## Excerpted passage
- Opening Delimiter -
Nashville Bluegrass Band – American Beauty
To its credit, contemporary bluegrass seeks out songs to match the stuff upon which its history has been built. To be sure, the flawless picking and harmonizing of the bluegrass albums that fall out of my mailbox can be a dizzying and disconcerting thing. And yet I sometimes wonder why such virtuosity is given to rather mundane, even tame material.
The Nashville Bluegrass Band has most often reached for the elusive classical quality in the contemporary songs they’ve covered. They showed the smarts to introduce Gillian Welch’s “Tear My Stillhouse Down” to bluegrass culture, and on American Beauty, they give Welch’s live staple “Red Clay Halo” opening privileges. It’s a delightful, rolling, infectious performance. And for most of the album they maintain that interpretive excellence: A Dylan toss-off, “Livin’ The Blues”, becomes a revelation in mandolinist’s Roland White’s rare, scruffy, old-timey lead vocal; Dave Allen’s ballad “Down A Winding Road” is sweet and never saccharine, aided by the masterful Stuart Duncan’s understated fiddle sweeps.
- Closing Delimiter -
Stored data:
- Opening Delimiter -
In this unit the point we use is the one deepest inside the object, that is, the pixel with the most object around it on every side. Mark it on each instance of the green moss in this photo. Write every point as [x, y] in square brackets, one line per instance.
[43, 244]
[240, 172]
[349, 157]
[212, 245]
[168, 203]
- Closing Delimiter -
## Task item A
Turn the paragraph of the album review that begins "The Nashville Bluegrass Band has most often" into a short bulleted list that keeps its main facts.
## Task item B
Carry on the album review from the point where the text stops.
Nothing in the stored rows is needed here.

## Answer area A
- The Nashville Bluegrass Band has most often reached for an elusive classical quality in the contemporary songs it covers.
- The band introduced Gillian Welch's "Tear My Stillhouse Down" to bluegrass culture.
- American Beauty opens with Welch's live staple "Red Clay Halo," a delightful, rolling, infectious performance.
- Most of the album keeps up that interpretive excellence:
  - Dylan's "Livin' The Blues" becomes a revelation with mandolinist Roland White's rare, scruffy, old-timey lead vocal.
  - Dave Allen's ballad "Down A Winding Road" is sweet but never saccharine, helped by Stuart Duncan's understated fiddle sweeps.

## Answer area B
The album sputters slightly on Kate Campbell’s “Signs Following”, a gothic homily about snake handling and domestic violence; and, in truth, little can justify the strained social commentary of “Homeless Waltz”. If the band’s 12th record is hardly their best — that would be Waiting For The Hard Times To Go — it still has some of this year’s most satisfying, straight-ahead bluegrass moments.